• WHAT YOU ARE ASKED TO DO
For the records below, say how many lines contain the string "person". Give the number only.

• SOURCE RECORDS
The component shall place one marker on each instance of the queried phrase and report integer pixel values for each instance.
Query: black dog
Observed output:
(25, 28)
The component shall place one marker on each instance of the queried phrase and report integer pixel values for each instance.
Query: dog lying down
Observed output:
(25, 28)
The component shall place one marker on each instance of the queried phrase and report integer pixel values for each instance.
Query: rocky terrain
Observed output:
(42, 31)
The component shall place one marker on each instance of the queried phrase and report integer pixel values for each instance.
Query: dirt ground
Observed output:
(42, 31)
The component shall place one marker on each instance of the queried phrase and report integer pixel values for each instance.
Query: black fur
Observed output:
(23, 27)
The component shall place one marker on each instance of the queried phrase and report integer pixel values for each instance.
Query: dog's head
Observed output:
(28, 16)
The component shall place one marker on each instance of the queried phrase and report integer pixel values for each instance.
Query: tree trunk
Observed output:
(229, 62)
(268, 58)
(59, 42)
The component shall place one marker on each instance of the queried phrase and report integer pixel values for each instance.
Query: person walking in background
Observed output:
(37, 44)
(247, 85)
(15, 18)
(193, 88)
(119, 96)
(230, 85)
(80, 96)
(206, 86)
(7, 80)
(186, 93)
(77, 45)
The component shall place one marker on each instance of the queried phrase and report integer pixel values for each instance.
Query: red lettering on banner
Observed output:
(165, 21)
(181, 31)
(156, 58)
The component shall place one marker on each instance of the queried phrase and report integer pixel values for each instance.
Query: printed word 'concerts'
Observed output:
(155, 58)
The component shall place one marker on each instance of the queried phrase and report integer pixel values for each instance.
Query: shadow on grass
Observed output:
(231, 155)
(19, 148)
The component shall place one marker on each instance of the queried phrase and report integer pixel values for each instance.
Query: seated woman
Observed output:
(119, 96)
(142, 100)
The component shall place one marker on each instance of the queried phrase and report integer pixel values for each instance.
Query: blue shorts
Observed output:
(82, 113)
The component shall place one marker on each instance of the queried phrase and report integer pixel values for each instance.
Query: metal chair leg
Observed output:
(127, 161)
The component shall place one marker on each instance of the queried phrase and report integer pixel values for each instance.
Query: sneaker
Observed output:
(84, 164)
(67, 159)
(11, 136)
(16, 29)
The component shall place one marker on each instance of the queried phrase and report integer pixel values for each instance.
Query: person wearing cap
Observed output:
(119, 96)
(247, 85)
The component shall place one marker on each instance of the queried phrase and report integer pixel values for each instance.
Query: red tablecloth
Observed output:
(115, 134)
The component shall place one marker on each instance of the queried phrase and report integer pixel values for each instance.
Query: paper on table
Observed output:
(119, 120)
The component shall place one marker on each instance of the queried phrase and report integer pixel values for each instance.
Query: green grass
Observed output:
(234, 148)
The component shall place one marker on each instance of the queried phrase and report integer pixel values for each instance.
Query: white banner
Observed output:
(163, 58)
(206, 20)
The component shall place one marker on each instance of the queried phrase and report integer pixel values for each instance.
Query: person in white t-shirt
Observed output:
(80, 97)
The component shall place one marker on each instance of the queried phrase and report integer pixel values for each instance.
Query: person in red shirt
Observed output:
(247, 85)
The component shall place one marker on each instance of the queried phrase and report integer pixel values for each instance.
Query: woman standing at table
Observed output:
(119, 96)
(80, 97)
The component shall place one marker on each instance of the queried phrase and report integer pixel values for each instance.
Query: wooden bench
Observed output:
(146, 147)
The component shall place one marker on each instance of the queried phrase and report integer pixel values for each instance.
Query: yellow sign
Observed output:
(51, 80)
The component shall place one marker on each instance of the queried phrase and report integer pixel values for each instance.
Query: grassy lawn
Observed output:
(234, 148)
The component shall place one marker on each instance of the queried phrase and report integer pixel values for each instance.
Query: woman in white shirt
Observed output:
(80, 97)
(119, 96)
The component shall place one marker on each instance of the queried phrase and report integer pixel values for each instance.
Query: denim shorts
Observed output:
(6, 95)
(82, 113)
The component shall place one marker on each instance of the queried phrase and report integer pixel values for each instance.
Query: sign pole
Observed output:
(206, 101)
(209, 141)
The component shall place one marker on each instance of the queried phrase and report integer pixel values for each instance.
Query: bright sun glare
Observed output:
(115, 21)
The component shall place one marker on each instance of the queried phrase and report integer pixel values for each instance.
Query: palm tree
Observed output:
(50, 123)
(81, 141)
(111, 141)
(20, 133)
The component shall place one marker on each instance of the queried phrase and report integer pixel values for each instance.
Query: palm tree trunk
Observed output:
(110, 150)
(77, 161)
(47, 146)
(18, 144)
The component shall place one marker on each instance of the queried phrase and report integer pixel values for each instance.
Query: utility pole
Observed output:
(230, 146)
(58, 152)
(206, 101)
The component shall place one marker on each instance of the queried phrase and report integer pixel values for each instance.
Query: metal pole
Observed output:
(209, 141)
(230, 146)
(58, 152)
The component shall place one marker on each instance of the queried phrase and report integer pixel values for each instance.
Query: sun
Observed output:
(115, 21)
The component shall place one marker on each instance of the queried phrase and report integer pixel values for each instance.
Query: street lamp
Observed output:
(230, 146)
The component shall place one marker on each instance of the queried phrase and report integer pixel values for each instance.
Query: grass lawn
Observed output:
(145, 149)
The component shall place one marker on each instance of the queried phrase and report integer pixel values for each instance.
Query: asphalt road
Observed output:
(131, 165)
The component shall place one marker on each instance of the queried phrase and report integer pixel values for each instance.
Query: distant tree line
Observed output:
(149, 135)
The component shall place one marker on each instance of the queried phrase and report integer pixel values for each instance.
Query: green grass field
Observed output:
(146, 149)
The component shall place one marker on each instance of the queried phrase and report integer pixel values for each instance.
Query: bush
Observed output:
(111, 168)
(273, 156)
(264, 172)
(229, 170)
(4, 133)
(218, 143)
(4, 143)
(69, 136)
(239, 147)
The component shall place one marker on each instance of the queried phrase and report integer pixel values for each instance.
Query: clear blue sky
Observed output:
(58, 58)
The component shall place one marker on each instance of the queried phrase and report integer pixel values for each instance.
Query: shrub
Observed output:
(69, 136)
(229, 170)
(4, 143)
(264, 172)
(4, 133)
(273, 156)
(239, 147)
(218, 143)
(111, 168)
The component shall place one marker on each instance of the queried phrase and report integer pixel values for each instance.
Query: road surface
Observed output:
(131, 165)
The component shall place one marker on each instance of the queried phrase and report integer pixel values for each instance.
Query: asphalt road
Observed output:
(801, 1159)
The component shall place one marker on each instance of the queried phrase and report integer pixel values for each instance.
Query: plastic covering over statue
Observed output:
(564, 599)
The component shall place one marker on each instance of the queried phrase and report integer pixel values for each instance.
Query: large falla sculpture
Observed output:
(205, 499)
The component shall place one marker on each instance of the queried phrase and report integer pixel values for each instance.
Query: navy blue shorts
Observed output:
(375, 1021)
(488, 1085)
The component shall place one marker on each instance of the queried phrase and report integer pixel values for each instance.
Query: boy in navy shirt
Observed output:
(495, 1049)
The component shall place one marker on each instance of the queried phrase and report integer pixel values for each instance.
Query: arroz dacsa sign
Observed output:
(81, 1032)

• EXPECTED ANSWER
4